> RECORDS TO PROCESS:
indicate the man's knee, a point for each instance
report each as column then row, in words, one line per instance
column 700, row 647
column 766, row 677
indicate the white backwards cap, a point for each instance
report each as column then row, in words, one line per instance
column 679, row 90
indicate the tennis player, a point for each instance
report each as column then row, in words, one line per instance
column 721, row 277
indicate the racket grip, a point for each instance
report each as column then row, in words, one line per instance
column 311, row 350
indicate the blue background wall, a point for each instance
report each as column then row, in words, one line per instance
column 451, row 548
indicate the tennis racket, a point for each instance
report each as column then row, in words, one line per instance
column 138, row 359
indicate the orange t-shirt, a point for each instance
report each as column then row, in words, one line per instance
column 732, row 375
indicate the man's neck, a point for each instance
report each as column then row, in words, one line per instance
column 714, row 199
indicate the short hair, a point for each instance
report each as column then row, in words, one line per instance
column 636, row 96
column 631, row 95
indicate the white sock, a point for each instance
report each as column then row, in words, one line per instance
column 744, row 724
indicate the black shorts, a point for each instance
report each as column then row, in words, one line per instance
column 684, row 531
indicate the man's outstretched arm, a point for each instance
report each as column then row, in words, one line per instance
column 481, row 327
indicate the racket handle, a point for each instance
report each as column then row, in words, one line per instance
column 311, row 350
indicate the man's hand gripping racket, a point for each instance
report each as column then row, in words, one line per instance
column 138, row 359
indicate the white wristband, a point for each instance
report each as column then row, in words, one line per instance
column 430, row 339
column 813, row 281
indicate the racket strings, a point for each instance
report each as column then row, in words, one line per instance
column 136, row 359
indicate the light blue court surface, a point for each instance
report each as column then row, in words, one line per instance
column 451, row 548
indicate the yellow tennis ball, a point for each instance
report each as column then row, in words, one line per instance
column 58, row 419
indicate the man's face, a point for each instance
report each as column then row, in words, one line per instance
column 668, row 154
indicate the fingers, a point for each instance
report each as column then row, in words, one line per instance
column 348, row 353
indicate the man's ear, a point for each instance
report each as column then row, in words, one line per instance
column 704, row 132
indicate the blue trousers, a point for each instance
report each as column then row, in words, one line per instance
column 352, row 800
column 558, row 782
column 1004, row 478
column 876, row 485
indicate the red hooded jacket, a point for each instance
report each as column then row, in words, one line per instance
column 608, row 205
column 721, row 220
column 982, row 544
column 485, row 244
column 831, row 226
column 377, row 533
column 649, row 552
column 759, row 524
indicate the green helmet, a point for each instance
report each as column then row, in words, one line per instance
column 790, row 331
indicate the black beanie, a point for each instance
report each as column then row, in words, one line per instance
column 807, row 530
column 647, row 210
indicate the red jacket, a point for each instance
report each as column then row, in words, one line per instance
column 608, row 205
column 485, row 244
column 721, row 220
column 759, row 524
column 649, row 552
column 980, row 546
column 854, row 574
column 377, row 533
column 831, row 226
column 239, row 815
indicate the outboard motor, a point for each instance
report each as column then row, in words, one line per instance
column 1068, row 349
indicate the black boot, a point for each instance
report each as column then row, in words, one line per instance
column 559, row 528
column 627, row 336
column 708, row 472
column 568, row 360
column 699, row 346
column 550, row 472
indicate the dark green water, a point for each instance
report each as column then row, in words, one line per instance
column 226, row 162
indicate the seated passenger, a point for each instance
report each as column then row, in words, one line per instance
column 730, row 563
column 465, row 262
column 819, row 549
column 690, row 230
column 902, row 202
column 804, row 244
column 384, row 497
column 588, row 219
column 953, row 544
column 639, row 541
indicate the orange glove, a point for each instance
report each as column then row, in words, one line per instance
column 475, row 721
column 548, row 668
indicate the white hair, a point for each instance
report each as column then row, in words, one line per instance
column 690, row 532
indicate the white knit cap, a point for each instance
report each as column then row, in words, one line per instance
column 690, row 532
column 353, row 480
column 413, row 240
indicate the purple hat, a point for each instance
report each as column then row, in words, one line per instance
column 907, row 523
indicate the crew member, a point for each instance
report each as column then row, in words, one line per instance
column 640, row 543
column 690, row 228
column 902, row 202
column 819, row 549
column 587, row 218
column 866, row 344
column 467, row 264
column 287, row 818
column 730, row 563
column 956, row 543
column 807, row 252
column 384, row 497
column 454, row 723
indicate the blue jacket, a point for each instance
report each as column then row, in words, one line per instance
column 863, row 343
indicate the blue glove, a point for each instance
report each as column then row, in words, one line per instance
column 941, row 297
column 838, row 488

> TO BE DONE: Revise the material above by changing every "indicate" to "mark" and keeping everything else as it is.

> OUTPUT FOR THIS EXERCISE:
mark the man's knee, a point for each instance
report each as column then row, in words, one line per instance
column 700, row 647
column 766, row 677
mark the white backwards cap, a point for each instance
report each as column then row, in words, one line per instance
column 679, row 90
mark the tennis player, a point for each instance
report each as column then row, in words, one line per instance
column 721, row 277
mark the racket grip, a point for each instance
report each as column then row, in words, one line per instance
column 311, row 350
mark the blue background wall, a point for each instance
report each as column then row, in words, one line per instance
column 451, row 548
mark the tennis racket, a point for each instance
report each as column then row, in words, one line per instance
column 138, row 359
mark the orange t-shirt, a point for each instance
report each as column then row, in words, one line per instance
column 732, row 375
mark the man's neck, a point for each instance
report each as column then row, in words, one line per instance
column 714, row 199
mark the short hair, a point for each instance
report each as column then row, in words, one line per instance
column 636, row 96
column 631, row 95
mark the white sock, a point for each instance
report each as column then row, in words, one line per instance
column 744, row 724
mark the black shorts, a point for each instance
report each as column then row, in words, one line per instance
column 684, row 531
mark the man's outstretched arm, a point for each instance
report each as column then row, in words, one line per instance
column 481, row 327
mark the racket handle, a point for each instance
report each as column then row, in words, one line per instance
column 311, row 350
mark the man's hand gripping racket, a point for each instance
report each as column then row, in words, one line per instance
column 138, row 359
mark the white wristband, a point for each instance
report each as column then row, in words, one line per instance
column 430, row 339
column 813, row 281
mark the racket strings, a point for each instance
report each as column then row, in words, one line per instance
column 136, row 359
mark the light blue court surface, a point for each instance
report each as column then row, in words, one line per instance
column 451, row 548
mark the yellow tennis ball, a point for each instance
report each as column then row, in words, one line per instance
column 58, row 419
mark the man's face, a point for each instance
report each as column then row, in words, one line per instance
column 668, row 154
mark the fingers, a point for each instance
report each as column then row, in words, one line per instance
column 348, row 353
mark the man's ear, a point for each instance
report each as column then row, in words, one line per instance
column 704, row 132
mark the blue trousers, a point for each instance
report each as column then row, in words, one line per instance
column 352, row 800
column 558, row 782
column 1004, row 478
column 876, row 485
mark the red hooded jacket, a point for each instance
report each as column then row, in words, one line per instance
column 608, row 205
column 721, row 220
column 982, row 544
column 485, row 244
column 831, row 226
column 377, row 533
column 649, row 552
column 759, row 524
mark the green helmet, a point for each instance
report each as column then row, in words, one line per instance
column 790, row 331
mark the black beanie, a point for each instance
report each as column then row, in words, one line per instance
column 807, row 530
column 647, row 210
mark the red jacket, a point for each instance
report each as column then row, in words, one line per instance
column 608, row 205
column 485, row 244
column 721, row 220
column 759, row 524
column 649, row 552
column 980, row 546
column 854, row 574
column 377, row 533
column 831, row 226
column 239, row 815
mark the outboard motor, a point for each instance
report each as column then row, in words, one line per instance
column 1068, row 349
mark the black boot, a point for each instance
report each as column then row, in words, one line per instance
column 559, row 528
column 627, row 336
column 708, row 472
column 568, row 360
column 699, row 346
column 550, row 472
mark the dark green water, a point for each instance
report each as column then row, in words, one line per instance
column 226, row 162
mark the seated passenger, a point for each instance
report each as column then row, in words, one line per instance
column 730, row 563
column 465, row 262
column 819, row 549
column 690, row 230
column 902, row 202
column 804, row 244
column 384, row 497
column 588, row 219
column 953, row 544
column 639, row 541
mark the orange glove, a point for each instance
report each as column then row, in words, one line per instance
column 475, row 721
column 548, row 668
mark the white hair, a point for each instance
report each as column then row, in words, one line per instance
column 690, row 532
mark the white knit cap, a point for each instance
report each as column then row, in words, one line per instance
column 690, row 532
column 353, row 480
column 413, row 240
mark the purple hat, a point for each instance
report each as column then row, in words, one line per instance
column 907, row 523
mark the crew member, a point for each instance
report each as column then row, in words, one line per instance
column 640, row 543
column 690, row 228
column 902, row 202
column 819, row 549
column 587, row 218
column 866, row 344
column 467, row 264
column 287, row 818
column 730, row 563
column 956, row 543
column 807, row 252
column 384, row 497
column 454, row 723
mark the blue jacket, a point for each instance
report each as column then row, in words, one line per instance
column 863, row 343
mark the blue glove, a point for each instance
report each as column then row, in words, one line per instance
column 941, row 297
column 838, row 488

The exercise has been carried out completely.